[Records from a collection]
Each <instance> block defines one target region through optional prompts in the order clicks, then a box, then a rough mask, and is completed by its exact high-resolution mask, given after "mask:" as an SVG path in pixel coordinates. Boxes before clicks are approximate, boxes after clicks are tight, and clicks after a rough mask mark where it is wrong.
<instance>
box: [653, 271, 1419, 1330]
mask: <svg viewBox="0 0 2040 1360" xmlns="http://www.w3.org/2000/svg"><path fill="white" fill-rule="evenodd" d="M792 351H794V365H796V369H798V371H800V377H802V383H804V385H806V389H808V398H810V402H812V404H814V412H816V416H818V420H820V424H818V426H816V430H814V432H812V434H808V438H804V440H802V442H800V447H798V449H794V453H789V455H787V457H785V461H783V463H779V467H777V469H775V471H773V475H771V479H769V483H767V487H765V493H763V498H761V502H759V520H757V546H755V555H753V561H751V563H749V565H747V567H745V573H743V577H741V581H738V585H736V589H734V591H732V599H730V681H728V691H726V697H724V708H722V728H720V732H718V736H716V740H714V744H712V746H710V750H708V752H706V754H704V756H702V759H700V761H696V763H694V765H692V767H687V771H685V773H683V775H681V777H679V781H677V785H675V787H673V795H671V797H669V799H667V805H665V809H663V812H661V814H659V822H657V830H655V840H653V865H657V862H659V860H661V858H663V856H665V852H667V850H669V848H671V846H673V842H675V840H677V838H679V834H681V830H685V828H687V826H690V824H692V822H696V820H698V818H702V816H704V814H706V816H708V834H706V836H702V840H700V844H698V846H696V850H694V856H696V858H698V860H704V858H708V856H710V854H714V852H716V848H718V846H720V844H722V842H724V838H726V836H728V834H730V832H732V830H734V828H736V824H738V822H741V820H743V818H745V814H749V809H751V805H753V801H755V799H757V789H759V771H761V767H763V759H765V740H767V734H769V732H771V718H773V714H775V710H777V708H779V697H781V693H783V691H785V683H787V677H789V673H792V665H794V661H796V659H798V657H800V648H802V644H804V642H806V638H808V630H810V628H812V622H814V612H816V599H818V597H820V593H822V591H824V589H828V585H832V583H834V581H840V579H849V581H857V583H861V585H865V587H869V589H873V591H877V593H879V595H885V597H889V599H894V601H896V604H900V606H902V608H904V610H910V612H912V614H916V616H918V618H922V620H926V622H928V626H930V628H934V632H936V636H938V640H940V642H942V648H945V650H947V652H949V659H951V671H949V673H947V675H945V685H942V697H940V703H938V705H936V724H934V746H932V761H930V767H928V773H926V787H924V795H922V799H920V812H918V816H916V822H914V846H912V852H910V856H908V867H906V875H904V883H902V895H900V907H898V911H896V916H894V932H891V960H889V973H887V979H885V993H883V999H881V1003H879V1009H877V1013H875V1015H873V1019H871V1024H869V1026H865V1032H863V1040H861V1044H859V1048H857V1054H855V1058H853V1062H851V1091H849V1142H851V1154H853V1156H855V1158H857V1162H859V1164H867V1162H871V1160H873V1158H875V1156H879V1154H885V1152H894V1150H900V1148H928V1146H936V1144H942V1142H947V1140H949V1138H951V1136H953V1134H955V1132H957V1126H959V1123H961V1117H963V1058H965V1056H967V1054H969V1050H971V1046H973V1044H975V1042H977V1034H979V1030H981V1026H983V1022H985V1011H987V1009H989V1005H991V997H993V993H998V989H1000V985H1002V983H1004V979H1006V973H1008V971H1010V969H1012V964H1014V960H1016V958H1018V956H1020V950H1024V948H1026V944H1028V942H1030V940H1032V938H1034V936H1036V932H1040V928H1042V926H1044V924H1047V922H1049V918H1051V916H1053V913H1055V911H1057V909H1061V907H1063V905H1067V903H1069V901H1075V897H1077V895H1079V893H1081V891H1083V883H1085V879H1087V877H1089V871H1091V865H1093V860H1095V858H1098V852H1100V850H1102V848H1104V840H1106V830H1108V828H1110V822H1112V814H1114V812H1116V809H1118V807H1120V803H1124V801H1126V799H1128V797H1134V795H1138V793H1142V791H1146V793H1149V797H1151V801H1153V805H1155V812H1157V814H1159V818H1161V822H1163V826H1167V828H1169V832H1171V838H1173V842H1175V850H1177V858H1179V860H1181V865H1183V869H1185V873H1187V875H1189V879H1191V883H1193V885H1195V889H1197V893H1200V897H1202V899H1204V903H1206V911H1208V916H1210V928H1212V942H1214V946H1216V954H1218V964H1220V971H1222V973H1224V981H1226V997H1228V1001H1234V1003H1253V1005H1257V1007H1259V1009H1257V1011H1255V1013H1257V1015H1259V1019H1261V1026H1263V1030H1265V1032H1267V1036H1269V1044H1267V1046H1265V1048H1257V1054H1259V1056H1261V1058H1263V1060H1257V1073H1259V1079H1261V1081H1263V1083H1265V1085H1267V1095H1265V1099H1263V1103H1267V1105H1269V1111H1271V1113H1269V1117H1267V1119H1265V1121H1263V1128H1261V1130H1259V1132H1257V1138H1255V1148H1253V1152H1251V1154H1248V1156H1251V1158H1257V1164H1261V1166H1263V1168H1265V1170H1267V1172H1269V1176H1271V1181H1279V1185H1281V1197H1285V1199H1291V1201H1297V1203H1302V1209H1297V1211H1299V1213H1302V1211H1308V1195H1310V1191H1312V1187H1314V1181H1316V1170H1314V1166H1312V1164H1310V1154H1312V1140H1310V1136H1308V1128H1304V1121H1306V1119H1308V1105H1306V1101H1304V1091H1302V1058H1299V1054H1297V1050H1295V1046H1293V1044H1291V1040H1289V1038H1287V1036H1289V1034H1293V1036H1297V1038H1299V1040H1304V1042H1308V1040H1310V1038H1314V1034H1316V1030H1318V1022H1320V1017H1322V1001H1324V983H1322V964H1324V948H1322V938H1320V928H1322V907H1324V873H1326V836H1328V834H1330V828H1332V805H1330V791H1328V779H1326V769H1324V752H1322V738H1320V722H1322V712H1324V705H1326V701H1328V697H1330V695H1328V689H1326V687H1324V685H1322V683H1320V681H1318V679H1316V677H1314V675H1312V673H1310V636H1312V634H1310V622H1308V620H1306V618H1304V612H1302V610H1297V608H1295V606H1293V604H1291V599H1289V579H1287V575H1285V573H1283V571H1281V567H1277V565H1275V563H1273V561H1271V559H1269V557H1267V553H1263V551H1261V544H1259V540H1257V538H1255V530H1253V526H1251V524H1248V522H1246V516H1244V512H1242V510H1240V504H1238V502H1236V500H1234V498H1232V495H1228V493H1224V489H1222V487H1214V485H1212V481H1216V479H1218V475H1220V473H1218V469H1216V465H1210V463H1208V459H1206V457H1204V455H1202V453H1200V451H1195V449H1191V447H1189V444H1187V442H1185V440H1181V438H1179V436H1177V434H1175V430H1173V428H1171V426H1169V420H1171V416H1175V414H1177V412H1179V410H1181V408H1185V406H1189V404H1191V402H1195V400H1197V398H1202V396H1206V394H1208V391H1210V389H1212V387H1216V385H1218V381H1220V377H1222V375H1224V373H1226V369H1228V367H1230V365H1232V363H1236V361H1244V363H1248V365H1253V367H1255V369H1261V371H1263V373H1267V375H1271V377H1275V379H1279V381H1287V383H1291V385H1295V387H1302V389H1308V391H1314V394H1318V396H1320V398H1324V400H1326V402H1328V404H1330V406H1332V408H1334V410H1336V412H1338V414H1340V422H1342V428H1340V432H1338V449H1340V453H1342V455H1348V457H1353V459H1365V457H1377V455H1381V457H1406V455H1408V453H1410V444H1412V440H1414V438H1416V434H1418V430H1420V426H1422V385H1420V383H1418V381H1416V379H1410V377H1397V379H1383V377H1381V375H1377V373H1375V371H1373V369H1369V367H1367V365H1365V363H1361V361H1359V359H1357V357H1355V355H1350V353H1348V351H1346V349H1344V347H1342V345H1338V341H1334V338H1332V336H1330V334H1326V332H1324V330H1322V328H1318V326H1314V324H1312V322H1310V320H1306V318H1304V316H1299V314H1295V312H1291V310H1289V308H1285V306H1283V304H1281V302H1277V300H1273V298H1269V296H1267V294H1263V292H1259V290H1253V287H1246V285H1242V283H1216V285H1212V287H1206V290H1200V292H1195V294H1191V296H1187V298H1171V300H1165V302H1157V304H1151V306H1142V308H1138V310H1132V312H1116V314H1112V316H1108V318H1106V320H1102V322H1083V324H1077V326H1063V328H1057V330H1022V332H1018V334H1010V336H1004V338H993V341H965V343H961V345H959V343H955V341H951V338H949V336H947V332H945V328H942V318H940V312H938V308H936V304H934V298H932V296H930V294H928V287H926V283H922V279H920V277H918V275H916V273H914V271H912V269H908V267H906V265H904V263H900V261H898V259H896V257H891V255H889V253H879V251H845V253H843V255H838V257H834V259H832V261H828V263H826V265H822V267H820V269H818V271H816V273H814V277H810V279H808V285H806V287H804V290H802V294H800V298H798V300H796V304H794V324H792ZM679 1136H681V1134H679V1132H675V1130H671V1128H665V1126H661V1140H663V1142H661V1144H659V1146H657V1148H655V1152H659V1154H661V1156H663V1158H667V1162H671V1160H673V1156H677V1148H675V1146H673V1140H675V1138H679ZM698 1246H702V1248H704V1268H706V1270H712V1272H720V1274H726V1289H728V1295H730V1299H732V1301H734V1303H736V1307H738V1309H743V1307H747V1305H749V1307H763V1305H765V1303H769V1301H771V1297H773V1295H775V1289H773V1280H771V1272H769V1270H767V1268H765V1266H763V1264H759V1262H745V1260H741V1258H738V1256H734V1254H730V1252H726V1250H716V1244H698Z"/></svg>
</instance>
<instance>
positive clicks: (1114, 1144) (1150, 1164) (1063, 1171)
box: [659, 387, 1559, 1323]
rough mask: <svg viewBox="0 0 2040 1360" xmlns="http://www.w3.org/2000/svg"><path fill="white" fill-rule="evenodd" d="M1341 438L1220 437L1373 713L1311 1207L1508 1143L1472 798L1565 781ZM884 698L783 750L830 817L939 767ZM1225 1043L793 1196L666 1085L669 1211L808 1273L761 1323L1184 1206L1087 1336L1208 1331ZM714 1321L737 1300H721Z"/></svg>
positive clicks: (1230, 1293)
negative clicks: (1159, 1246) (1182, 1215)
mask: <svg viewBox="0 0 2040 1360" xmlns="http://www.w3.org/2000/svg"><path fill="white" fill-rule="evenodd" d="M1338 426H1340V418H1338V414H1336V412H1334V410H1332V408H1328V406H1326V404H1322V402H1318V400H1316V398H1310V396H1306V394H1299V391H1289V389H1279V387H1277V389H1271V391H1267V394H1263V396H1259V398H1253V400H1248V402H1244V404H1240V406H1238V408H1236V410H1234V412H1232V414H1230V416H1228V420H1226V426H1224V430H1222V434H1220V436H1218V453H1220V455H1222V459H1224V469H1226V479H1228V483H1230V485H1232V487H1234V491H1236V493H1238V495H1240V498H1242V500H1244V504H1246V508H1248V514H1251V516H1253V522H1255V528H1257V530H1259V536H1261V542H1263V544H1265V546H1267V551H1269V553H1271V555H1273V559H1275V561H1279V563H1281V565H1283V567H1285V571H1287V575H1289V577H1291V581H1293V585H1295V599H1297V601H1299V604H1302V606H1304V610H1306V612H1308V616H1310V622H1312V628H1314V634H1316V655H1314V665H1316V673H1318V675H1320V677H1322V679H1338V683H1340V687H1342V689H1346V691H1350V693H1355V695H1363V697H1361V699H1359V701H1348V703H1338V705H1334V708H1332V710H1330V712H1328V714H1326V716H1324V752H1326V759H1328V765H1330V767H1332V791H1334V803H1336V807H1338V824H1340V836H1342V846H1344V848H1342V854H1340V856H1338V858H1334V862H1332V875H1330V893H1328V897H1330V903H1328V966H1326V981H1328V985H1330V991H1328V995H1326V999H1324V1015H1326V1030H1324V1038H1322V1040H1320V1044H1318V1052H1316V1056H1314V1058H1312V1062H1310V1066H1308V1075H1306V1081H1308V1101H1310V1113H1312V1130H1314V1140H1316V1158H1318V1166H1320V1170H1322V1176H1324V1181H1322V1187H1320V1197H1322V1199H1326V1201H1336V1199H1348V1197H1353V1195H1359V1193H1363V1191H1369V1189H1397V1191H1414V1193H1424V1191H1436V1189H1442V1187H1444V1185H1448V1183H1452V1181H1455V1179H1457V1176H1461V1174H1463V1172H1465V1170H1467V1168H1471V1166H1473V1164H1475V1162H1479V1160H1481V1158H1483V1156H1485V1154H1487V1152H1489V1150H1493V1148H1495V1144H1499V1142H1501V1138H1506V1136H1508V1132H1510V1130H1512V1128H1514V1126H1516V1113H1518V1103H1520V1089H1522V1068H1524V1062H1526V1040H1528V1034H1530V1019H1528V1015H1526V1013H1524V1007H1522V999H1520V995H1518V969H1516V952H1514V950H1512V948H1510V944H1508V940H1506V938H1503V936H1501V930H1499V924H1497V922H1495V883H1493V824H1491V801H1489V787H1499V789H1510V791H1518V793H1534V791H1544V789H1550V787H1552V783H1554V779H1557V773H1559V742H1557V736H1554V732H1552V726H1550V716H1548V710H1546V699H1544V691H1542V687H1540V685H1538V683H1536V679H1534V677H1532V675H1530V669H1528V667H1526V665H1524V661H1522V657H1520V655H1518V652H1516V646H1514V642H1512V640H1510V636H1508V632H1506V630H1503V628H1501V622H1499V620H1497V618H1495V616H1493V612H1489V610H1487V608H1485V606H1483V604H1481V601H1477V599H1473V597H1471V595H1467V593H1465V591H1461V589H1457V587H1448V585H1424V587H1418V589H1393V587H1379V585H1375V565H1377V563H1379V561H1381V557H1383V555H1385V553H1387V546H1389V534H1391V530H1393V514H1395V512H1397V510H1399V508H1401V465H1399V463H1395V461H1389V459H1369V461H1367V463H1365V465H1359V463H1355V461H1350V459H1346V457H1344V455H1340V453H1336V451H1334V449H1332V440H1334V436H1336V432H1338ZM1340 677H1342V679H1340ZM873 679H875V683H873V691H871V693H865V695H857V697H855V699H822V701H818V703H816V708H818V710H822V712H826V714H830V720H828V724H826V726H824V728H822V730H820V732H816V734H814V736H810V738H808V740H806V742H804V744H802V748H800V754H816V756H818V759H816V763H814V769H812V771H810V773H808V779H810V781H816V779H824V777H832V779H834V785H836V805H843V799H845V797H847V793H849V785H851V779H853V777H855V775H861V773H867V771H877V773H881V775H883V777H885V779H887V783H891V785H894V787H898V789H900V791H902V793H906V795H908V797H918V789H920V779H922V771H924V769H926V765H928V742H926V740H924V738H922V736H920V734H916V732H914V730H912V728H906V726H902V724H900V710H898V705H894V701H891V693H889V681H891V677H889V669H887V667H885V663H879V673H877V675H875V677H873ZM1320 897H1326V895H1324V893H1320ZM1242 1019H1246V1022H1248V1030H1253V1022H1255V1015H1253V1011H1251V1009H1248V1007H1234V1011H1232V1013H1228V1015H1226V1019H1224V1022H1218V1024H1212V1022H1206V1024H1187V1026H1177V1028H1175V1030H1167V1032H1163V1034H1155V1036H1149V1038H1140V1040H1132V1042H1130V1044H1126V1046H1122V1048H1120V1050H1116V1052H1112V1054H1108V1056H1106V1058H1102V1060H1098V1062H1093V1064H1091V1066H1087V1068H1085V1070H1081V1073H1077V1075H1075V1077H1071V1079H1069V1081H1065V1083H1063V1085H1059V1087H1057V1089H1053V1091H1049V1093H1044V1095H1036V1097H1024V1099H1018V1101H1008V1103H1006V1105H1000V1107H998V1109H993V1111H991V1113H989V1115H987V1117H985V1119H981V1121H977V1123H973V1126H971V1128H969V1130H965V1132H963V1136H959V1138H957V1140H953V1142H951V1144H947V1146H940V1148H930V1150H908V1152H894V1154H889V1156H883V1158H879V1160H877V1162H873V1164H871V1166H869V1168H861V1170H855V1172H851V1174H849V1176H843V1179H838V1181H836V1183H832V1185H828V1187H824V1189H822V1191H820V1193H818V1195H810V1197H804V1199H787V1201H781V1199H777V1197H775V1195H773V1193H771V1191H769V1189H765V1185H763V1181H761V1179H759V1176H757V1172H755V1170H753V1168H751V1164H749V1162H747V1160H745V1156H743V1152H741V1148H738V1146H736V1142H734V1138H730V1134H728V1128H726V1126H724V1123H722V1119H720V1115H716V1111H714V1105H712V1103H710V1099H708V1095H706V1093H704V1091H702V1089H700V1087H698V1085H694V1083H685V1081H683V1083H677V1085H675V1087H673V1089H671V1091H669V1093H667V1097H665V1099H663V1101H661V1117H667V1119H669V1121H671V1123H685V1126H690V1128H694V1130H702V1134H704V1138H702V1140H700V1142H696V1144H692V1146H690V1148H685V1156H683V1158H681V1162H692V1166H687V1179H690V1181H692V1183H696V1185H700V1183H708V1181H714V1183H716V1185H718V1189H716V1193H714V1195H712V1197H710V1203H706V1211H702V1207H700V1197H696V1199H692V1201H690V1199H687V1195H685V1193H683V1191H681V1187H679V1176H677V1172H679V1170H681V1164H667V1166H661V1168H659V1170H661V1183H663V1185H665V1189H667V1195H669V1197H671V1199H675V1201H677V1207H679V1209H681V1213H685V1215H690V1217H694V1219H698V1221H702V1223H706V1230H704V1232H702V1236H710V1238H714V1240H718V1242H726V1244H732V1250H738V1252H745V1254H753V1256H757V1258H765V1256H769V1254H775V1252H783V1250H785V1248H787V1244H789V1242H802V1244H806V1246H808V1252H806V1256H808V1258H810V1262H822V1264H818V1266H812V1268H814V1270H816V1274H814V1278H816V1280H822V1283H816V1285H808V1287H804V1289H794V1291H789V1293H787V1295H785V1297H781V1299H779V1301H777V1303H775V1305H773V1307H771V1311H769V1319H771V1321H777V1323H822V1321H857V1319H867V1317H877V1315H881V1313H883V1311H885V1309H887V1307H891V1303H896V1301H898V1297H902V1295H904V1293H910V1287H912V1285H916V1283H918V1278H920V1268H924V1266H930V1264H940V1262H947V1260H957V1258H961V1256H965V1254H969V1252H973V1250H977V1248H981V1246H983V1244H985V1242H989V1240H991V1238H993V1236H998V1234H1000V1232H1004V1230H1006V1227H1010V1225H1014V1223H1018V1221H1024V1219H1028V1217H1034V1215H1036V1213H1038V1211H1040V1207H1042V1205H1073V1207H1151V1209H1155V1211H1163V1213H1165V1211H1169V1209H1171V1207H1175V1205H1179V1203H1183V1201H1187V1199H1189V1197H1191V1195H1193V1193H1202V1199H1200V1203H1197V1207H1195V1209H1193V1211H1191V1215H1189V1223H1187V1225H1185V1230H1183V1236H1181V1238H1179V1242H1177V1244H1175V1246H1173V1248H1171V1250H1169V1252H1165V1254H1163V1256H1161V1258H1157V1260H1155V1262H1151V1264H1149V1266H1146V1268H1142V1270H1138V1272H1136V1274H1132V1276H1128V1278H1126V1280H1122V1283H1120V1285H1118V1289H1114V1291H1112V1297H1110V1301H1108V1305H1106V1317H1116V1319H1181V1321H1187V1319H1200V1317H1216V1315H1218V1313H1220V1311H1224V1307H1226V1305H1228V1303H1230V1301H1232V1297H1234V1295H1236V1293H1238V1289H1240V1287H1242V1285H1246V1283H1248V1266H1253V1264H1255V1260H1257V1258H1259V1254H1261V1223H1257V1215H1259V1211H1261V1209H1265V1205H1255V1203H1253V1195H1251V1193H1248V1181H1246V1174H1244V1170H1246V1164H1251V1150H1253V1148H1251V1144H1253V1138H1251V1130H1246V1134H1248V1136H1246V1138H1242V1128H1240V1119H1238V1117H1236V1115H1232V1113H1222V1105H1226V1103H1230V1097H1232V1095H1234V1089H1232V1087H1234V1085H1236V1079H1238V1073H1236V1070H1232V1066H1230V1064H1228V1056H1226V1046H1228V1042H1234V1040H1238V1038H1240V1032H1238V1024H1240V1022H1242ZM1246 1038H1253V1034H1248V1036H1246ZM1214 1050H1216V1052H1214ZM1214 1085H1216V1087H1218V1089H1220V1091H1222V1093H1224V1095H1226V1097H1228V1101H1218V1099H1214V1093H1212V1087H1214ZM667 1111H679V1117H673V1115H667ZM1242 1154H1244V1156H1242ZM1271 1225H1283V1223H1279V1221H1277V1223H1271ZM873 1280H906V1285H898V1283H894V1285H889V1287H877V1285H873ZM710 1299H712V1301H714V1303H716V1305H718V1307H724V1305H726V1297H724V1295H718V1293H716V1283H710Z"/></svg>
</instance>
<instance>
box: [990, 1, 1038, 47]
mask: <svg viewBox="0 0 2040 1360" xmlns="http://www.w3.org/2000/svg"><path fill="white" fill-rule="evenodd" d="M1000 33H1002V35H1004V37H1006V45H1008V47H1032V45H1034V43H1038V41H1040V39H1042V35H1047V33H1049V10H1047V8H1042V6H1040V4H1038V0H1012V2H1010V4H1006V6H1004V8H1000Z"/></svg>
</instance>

The problem: All that is needed is the number of lines above in which the string "positive" appears.

Completed exercise: 2